##### Text

The Inheritance
How your father wired your nervous system foundation around money, worth, and validation — and the account that's been in a deficit ever since.
Father’s Day is one week away.
The cards will say things like World’s Greatest Dad and Thanks for Always Being There, and somewhere between the card aisle and the family group chat, an entire culture will spend a day performing a relationship that, for a lot of us, was never quite what the card describes.
I’m not writing this to be cynical about Father’s Day. Some women have wonderful fathers, and if that’s you, an unconditionally loving dad is what every little girl deserved.
But for a lot of the women I work with, for many of my readers, and for me, Father’s Day has always carried a quieter undercurrent. A bracing. A performance of gratitude for something that, if we’re honest, we’re still metabolizing.
So this week, one week out, is helpful to explain more in-depth about burnout patterns women are stuck-in that have come directly from your nervous system blueprint shaped by a father, a step-father, or a male caregiver from childhood.
Last week I told you the crowning was coming — the moment where the labor demands everything you have and your mind cannot help you. I told you next week we’d go to the root: how your nervous system was shaped by your father.
This is that piece. And it isn’t about whether your father was “good” or “bad”. You can love him. You can have wonderful memories with him. This isn’t a referendum on the man. But you also know I don’t use the saying, “he did the best he could” — because that’s glossing-over and dismissive of the actual damage done that’s still running your nervous system today in adulthood. This is an audit of the blueprint — what your body decided, before you had language, about safety, money, attention, and whether you were ever allowed to just be, without earning it first.

##########

→ **Task A**: Decide whether each statement agrees with the essay on fathers and burnout, answering yes or no and quoting the deciding words: (i) The author is writing to be cynical about Father's Day. (ii) Father's Day is one week away. (iii) The author uses the saying "he did the best he could."
→ **Task B**: Write the next part of the essay on fathers and burnout, picking up after its final sentence.

##### Given entries

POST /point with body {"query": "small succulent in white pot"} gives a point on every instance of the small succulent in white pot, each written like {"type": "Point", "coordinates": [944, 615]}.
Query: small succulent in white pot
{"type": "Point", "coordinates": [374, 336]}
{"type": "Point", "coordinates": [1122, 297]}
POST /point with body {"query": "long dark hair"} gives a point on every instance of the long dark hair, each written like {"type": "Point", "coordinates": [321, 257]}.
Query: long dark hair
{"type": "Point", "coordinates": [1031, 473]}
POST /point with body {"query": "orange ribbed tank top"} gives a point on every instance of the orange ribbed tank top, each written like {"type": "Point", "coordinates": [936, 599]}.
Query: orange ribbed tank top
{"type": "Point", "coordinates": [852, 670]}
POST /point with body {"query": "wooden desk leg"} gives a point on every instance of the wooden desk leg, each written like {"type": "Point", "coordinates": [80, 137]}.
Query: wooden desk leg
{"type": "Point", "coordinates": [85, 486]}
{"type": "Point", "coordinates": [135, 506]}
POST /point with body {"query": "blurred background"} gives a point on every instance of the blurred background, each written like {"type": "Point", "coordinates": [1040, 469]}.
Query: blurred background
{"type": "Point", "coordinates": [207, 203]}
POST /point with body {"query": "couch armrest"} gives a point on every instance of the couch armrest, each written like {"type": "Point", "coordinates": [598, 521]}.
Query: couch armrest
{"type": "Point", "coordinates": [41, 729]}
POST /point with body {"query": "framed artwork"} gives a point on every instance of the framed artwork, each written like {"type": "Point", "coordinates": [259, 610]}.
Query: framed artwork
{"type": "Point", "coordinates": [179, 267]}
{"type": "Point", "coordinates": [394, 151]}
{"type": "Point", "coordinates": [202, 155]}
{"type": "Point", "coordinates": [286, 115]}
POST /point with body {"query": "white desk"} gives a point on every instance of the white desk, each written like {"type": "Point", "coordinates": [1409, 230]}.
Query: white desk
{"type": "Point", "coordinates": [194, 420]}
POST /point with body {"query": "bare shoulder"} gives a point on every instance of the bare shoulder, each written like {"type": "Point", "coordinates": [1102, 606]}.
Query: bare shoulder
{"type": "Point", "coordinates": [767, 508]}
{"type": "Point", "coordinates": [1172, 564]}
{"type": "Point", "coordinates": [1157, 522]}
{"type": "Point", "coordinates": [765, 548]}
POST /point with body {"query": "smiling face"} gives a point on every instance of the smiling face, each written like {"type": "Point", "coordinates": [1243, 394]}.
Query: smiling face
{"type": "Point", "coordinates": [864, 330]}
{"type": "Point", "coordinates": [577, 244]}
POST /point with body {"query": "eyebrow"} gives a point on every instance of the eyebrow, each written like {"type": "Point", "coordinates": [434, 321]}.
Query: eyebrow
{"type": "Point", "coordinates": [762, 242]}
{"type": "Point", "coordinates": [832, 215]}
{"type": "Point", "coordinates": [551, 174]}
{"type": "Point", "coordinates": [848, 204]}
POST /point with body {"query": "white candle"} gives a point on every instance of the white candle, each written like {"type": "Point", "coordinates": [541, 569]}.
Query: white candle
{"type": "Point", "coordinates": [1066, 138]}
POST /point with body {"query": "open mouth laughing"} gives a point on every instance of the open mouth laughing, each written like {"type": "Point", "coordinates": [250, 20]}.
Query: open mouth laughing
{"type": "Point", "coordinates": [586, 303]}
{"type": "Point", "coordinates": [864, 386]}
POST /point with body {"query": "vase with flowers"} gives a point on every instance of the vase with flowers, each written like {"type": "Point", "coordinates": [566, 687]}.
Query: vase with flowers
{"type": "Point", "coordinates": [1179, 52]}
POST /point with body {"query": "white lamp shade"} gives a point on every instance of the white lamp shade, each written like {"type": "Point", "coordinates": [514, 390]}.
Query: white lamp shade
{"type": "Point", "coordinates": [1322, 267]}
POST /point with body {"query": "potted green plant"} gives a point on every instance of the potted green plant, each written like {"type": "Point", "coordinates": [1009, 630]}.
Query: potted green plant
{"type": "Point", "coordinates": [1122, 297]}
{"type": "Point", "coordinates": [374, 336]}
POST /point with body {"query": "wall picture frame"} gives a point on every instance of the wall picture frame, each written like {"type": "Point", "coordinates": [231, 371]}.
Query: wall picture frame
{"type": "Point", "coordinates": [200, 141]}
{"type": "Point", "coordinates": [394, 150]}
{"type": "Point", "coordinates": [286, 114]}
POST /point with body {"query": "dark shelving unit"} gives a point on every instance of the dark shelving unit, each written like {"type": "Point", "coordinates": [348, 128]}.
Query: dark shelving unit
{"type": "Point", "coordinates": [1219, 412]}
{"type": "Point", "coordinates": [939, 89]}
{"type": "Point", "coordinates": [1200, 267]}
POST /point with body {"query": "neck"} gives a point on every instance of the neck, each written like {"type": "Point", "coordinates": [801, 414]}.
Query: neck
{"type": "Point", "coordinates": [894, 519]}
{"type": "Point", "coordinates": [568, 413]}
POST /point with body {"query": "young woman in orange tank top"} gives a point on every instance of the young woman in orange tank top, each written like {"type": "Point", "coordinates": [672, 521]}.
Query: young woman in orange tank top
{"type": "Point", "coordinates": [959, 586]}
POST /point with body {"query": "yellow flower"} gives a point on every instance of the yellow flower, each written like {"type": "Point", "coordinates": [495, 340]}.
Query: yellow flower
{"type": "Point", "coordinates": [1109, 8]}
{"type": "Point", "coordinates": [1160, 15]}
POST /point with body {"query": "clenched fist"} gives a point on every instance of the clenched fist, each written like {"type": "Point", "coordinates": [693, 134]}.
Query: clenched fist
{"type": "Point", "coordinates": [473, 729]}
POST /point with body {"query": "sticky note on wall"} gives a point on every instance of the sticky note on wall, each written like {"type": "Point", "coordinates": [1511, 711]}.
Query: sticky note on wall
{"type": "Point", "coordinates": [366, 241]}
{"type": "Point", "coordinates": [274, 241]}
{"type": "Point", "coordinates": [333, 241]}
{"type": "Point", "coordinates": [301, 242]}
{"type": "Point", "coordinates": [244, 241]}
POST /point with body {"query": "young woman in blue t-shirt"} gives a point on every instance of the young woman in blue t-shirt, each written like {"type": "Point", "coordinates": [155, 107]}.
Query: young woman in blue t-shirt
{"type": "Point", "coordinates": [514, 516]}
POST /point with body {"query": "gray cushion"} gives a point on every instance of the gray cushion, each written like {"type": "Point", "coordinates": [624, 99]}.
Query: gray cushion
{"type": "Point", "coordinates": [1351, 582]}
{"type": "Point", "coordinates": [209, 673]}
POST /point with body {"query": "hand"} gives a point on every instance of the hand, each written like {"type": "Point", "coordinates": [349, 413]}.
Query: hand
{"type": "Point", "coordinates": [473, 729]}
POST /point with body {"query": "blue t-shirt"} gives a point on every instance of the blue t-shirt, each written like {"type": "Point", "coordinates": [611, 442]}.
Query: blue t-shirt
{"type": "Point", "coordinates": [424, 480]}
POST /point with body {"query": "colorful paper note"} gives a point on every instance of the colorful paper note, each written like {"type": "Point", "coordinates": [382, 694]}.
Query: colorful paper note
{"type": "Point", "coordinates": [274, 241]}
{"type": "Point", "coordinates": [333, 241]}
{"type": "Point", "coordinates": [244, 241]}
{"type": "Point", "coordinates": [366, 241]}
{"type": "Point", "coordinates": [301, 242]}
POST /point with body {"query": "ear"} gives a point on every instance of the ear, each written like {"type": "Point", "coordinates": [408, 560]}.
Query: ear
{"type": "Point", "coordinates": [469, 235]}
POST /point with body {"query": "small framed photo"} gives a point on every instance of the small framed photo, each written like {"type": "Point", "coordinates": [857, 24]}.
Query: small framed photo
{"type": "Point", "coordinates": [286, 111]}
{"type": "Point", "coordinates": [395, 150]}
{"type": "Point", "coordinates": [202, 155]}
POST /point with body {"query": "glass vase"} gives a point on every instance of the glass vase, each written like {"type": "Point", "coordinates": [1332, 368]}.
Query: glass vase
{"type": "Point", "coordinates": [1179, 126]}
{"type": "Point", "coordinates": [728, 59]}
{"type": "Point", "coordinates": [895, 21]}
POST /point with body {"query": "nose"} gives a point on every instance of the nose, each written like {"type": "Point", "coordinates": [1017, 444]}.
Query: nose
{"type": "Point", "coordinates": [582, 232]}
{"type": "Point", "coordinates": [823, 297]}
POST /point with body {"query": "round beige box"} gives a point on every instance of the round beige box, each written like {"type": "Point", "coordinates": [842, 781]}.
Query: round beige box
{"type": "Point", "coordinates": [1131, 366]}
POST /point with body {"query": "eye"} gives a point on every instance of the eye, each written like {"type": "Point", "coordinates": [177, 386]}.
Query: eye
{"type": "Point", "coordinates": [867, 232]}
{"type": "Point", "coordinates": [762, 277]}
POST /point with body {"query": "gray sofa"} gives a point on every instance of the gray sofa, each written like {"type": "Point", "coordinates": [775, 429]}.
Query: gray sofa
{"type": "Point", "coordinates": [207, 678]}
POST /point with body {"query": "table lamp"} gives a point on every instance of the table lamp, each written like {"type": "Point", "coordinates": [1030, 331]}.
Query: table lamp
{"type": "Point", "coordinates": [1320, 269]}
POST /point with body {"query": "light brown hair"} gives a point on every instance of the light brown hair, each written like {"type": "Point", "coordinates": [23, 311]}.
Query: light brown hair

##########

→ **Reply A**:
(i) No: "I’m not writing this to be cynical about Father’s Day."
(ii) Yes: "Father’s Day is one week away."
(iii) No: "you also know I don’t use the saying, “he did the best he could”"

→ **Reply B**:
The four invisible programs
I want to walk you through four patterns in nervous system dysregulation, all explained in great detail in Liana Shanti’s Healing the Father Wound program. This is the ONLY program that has helped tens of thousands of students worldwide heal their father wound (which is why I chose to license this, and include access in my private coaching containers). You’ll recognize at least one. Probably more than one. None of them require a dramatic story — sometimes the wound isn’t what happened, it’s what didn’t. The conversation that never came. The protection you didn’t feel. The dependability you couldn’t count on.
1. The validation loop.
If you need a “good job” before you can feel like you did a good job — if praise lands for about four seconds and criticism lands for four years — this is the one. You learned, somewhere in childhood, that your worth isn’t inherent in you. It was a verdict that got handed down by someone else, and you’d better keep performing well enough to get a gold star.
2. The money pattern.
This is the big one, and it’s where I’m going to spend most of today’s letter, because it’s the one most women don’t connect to their fathers at all. And it’s THE pattern I have noticed among clients, friends and family members that is directly linked to being stuck in fight-mode.
3. Boundaries in relationships.
If you've been drawn to partners who needed everything their way — whose moods set the terms, whose needs came first by default — and you found yourself shrinking your own down to almost nothing just to keep things smooth, that's this one. You give more. You try harder. You go further for people who are doing less, and somehow that becomes the whole shape of the relationship: you, reaching; them, receiving.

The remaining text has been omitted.